# TEXT:
*** Block opens ***

May 24, 2010. Laura and I dropped in on the harbour en route back to Corner Brook from Paula's in Glovertown. We decided to try and capture some of the beauty of the place.
I wrote the song around 13 years ago now. It is amazing how times moves on. The house has fallen by the wayside in recent years. It needs work, time and love. Don't we all... Like me, like all of us, it is deserving.
When I was a child, our family would spend our summers here. We would make toast over the fire of the wood stove, and drink the best cup of tea in the world. On sunny days, we would greet the milk truck with a full run ovation, and our hard harbour thirst would be quenched by chocolate milk. It never lasted more than a few minutes. Whenever I have chocolate milk, I think of Fortune Harbour! I remember washing the road dust out of our hair on arriving - having traversed the gravel road two bodies deep in the back seat - pouring well water over our freshly washed hair onto that rock right next to the old place. I remember feeding wild horses apples out of my hand. I remember flying high as high as I could on the swings dad made. I remember my first kiss. I remember Gerard giving Bernice a hard time as the CBC reporter, face full of grin. I remember Uncle Leo, always crying and blessing us when we left. I remember Uncle Leo wishing me a happy father's day in comfort and love, before Noah was born and on the heels of a miscarriage mere weeks before he passed away. I remember Tricia and I telling mom and dad we were having Ben, and the joy that ensued. Garden parties, gladness, grief. Friendship, family, such fondness.

*** Block closes ***

# SUPPLIED DATA:
*** Block opens ***

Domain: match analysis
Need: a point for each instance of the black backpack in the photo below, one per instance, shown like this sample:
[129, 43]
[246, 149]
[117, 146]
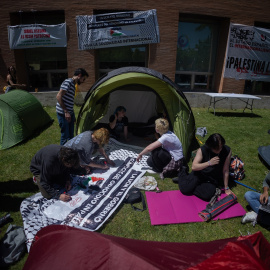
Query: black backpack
[237, 171]
[134, 195]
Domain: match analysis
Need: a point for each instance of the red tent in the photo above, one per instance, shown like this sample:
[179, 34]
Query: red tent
[63, 247]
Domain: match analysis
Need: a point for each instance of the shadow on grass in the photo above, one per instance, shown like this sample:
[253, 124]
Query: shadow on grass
[9, 202]
[237, 114]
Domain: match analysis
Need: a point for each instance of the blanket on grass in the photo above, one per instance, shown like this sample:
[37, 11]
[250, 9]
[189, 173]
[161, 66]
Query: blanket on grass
[93, 202]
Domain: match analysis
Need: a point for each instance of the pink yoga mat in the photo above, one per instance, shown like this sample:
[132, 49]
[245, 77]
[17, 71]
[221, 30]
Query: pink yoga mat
[170, 207]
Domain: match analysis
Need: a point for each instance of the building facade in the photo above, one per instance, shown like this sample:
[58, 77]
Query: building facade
[191, 51]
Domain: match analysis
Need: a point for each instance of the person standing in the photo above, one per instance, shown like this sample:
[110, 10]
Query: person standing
[65, 104]
[210, 170]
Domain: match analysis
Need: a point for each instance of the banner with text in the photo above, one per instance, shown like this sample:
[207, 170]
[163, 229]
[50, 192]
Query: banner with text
[117, 29]
[37, 35]
[248, 53]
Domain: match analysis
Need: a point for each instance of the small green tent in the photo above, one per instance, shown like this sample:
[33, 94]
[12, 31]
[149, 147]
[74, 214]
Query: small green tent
[21, 114]
[145, 93]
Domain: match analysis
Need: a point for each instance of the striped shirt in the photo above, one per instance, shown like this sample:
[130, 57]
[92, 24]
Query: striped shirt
[68, 85]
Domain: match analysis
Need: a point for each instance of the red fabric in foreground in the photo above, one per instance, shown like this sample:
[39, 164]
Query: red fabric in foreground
[63, 247]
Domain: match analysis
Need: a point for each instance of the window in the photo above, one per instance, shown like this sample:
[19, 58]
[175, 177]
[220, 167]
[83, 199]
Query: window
[196, 54]
[47, 67]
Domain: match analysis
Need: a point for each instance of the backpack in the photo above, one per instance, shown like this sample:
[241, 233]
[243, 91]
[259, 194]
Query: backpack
[237, 171]
[12, 245]
[134, 195]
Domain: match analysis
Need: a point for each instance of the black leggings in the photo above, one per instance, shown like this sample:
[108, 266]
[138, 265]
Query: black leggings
[190, 184]
[159, 159]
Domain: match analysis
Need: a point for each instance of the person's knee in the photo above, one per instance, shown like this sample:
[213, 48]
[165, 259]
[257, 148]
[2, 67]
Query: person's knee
[249, 195]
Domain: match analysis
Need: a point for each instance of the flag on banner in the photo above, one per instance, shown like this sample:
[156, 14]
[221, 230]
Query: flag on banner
[248, 53]
[37, 35]
[117, 29]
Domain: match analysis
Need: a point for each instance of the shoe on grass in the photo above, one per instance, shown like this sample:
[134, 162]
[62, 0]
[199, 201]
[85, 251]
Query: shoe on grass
[249, 217]
[175, 180]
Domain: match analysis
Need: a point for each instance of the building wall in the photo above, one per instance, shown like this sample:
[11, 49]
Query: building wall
[162, 56]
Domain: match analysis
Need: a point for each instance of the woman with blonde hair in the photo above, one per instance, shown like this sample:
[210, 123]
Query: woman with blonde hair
[166, 153]
[86, 144]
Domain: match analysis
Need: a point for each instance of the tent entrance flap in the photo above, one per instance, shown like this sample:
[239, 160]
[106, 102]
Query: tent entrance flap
[140, 105]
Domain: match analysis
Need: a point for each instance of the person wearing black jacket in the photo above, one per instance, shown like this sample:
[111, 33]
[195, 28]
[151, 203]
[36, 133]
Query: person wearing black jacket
[210, 170]
[51, 168]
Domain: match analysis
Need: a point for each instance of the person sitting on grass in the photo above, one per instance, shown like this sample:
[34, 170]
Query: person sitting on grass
[85, 144]
[166, 153]
[210, 169]
[119, 123]
[255, 199]
[51, 169]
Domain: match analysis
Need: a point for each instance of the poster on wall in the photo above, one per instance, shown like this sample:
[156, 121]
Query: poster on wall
[248, 53]
[37, 35]
[117, 29]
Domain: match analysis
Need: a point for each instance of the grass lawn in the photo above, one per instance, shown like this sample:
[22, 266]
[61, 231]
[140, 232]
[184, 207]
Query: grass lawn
[243, 132]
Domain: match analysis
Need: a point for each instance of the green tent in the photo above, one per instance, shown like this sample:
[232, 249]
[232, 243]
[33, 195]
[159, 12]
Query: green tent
[145, 93]
[21, 114]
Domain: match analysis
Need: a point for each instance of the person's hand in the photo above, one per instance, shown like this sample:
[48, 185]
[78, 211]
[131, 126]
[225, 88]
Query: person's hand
[110, 162]
[264, 198]
[65, 197]
[228, 192]
[68, 186]
[214, 161]
[139, 157]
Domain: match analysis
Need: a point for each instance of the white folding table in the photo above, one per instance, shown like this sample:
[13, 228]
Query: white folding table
[215, 97]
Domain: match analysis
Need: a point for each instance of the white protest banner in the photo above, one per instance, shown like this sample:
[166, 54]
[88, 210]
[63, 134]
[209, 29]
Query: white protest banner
[248, 53]
[37, 35]
[117, 29]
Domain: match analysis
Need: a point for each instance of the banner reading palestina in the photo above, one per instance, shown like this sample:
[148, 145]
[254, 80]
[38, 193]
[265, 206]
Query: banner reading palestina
[37, 35]
[248, 53]
[117, 29]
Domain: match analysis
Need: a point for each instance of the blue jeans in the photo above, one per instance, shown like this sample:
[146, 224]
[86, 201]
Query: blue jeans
[253, 198]
[67, 128]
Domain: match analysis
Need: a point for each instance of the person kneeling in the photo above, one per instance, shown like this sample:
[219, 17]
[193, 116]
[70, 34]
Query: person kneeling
[51, 169]
[166, 153]
[210, 168]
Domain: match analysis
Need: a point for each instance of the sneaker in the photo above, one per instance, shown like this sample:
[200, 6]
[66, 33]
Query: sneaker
[175, 180]
[249, 217]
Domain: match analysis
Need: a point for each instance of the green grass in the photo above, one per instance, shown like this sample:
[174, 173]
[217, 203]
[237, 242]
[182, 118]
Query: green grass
[243, 132]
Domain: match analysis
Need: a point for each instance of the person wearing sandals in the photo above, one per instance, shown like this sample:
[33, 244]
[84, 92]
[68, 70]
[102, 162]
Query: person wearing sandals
[166, 153]
[255, 199]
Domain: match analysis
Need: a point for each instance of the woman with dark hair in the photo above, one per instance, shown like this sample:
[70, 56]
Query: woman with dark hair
[12, 80]
[119, 123]
[210, 169]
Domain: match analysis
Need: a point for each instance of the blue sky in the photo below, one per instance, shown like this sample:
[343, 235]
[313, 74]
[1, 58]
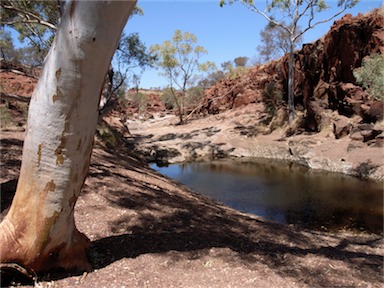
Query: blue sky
[226, 32]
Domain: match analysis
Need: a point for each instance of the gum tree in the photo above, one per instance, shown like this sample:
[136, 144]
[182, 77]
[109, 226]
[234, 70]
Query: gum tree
[39, 230]
[289, 14]
[179, 60]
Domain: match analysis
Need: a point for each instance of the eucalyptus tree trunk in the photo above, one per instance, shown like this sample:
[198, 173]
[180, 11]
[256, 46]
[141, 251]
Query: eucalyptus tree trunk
[291, 83]
[39, 230]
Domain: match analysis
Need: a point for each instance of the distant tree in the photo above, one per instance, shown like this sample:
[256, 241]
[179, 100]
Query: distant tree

*** Block closes ***

# TASKS AND EXERCISES:
• A. In the Fortune Harbour text, about how long ago was the song written?
• B. Please carry on the Fortune Harbour text from its last sentence.
The records have nothing to do with the Fortune Harbour text.

# ANSWERS:
• A. Around 13 years ago.

• B.
When I was shooting nan's headstone, I was surprised by the reflection of the old homestead. I was 2 when she died. I don't remember her at all. I guess it is not unlike Ben, who was 2 when dad died. That is the way of things. People come and go. Memories of them live on and pass away. Love is eternal. A part of nan, more than genetics, but real influence, real love, is passed along. To dad, to me, to Ellie's grandchildren and beyond. Noah remembers dad, and the harbour. Ben and Ellie will see this, and understand a little of the legacy. I will take my children here, and they may have a taste of their grandfather's and their father's salt. As long as I live, I honour the man, the place and the memory.
This song - this video - is presented as an act of love.
Fortune Harbour will never forsake you.